Text segment.
=====
First I was asked all sorts of silly questions. Do I want “Kiosk”? What's that?
Turn this device into a kiosk to use as a digital sign, interactive display, or other things
What on earth does that mean? I'm baffled. About the only thing I know is that I don't want it. What I do want is to incorporate it into my network, and for that I have a setup page. And they have changed at least the appearance of their setup menus again! Are they just trying to annoy people? Set up the system name (“must reboot for it to take effect”) and Ethernet interface seems to work, but I couldn't find any way to set the domain name. Finally found it where I would never have expected it: System → About → Advanced → Computer name → More, then set "primary DNS suffix of this computer". This, too, wants me to reboot!
Creating a new user was also confusing because they have changed their terminology—I think—but finally I got it done. But then I had to enter recovery methods, first a phone number, and then these STUPID “security questions”: What was the name of your first pet? Where were you born? What was your nickname at school? So I had to invent responses that don't match reality and write them down somewhere. 2FA may irritate me, but at least it often works, but these “security questions” really piss me off.
=====
How to complete this task. Repeat the passage of the device-setup account from "First I was" up to and including "me to reboot!", word for word.

Dataset entries
=====
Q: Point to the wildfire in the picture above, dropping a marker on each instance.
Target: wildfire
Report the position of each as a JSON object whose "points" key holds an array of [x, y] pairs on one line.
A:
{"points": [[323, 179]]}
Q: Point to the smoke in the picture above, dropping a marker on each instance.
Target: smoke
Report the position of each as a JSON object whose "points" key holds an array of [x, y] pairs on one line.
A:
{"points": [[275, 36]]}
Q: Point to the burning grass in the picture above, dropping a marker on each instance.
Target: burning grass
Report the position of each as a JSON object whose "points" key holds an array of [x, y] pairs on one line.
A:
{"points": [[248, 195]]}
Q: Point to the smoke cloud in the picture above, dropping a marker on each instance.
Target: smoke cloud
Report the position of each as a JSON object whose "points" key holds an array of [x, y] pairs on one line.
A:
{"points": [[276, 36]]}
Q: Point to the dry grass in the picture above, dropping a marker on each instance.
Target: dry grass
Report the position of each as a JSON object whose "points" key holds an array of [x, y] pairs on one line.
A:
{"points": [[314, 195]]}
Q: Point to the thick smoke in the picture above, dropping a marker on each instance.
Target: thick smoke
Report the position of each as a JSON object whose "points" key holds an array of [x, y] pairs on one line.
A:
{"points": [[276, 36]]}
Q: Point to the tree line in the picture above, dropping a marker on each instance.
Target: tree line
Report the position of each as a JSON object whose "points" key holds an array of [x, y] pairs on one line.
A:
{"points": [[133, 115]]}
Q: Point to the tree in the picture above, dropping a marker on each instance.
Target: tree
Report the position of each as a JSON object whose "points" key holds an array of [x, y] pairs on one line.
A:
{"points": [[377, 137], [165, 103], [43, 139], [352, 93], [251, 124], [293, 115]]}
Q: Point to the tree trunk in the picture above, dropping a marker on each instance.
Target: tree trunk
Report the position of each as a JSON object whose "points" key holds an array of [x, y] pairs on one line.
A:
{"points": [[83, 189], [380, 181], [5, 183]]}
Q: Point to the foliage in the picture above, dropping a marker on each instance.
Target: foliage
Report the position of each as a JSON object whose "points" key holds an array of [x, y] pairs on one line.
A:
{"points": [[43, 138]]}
=====
Answer section.
First I was asked all sorts of silly questions. Do I want “Kiosk”? What's that?
Turn this device into a kiosk to use as a digital sign, interactive display, or other things
What on earth does that mean? I'm baffled. About the only thing I know is that I don't want it. What I do want is to incorporate it into my network, and for that I have a setup page. And they have changed at least the appearance of their setup menus again! Are they just trying to annoy people? Set up the system name (“must reboot for it to take effect”) and Ethernet interface seems to work, but I couldn't find any way to set the domain name. Finally found it where I would never have expected it: System → About → Advanced → Computer name → More, then set "primary DNS suffix of this computer". This, too, wants me to reboot!